--- start of DATA PROVIDED ---

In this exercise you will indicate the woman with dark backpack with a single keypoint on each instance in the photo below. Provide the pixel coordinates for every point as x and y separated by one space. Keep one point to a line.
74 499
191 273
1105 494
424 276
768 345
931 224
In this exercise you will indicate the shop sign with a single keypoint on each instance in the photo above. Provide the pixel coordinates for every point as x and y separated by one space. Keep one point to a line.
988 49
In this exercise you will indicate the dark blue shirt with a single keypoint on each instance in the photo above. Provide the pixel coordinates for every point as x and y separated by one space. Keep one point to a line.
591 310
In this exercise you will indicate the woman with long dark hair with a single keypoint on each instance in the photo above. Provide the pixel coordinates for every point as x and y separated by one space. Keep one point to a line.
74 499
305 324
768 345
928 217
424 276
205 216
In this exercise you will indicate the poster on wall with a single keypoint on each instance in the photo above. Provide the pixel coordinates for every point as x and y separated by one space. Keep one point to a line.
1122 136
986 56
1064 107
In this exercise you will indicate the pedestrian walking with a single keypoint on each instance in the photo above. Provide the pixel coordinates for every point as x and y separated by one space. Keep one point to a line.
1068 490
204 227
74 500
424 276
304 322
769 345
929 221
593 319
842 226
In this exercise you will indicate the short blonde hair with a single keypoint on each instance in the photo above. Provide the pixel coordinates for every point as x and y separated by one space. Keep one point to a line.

--- end of DATA PROVIDED ---

## WHAT IS NEEDED
Rewrite every line of the records above in order, leaving all other wording unchanged, and offset each x and y coordinate in the answers by adding 106 to it.

## EXERCISE ANSWER
In this exercise you will indicate the woman with dark backpack with a single keypoint on each instance in the photo below. Provide the pixel coordinates for every point as x and y separated by one space. Keep one point to a line.
180 605
297 379
1211 600
530 382
874 451
1037 330
In this exercise you will indicate the shop sign with a single keypoint on each instance in the photo above. Provide the pixel coordinates for every point as x and y separated by one space. Keep one point to a line.
1094 155
In this exercise you will indicate the dark blue shirt with a single keypoint on each instance in the photo above. Provide the pixel coordinates for every point as x and y separated by one space. Keep one point to a line.
697 416
In this exercise you will indicate the woman with long dark hair with a single keypoint on each instance in the photo above. Provide the pixel coordinates for every point as x and y separated by one space. Keep one point to a line.
180 605
411 430
874 451
1034 323
530 382
311 322
In this exercise you will indicate the poster on wall with a single keypoint on each instance in the photo above. Provide the pixel coordinates for every point as x and y separated by one space. Keep one point to a line.
1228 242
1092 162
1170 213
In this exercise you will indicate the pedestrian walking with a single keypoint on each instance in the photo above. Provide the pixel coordinates for every point as x and y separated by one space. Keep one point to a line.
1174 596
310 333
180 606
530 382
410 428
875 451
1035 327
699 425
948 332
In this exercise you will indicate the short blonde hair with a single keypoint on each instance in the photo above. Provide the pixel coordinates for every point as x and y separated by one space. Keep one point to a line.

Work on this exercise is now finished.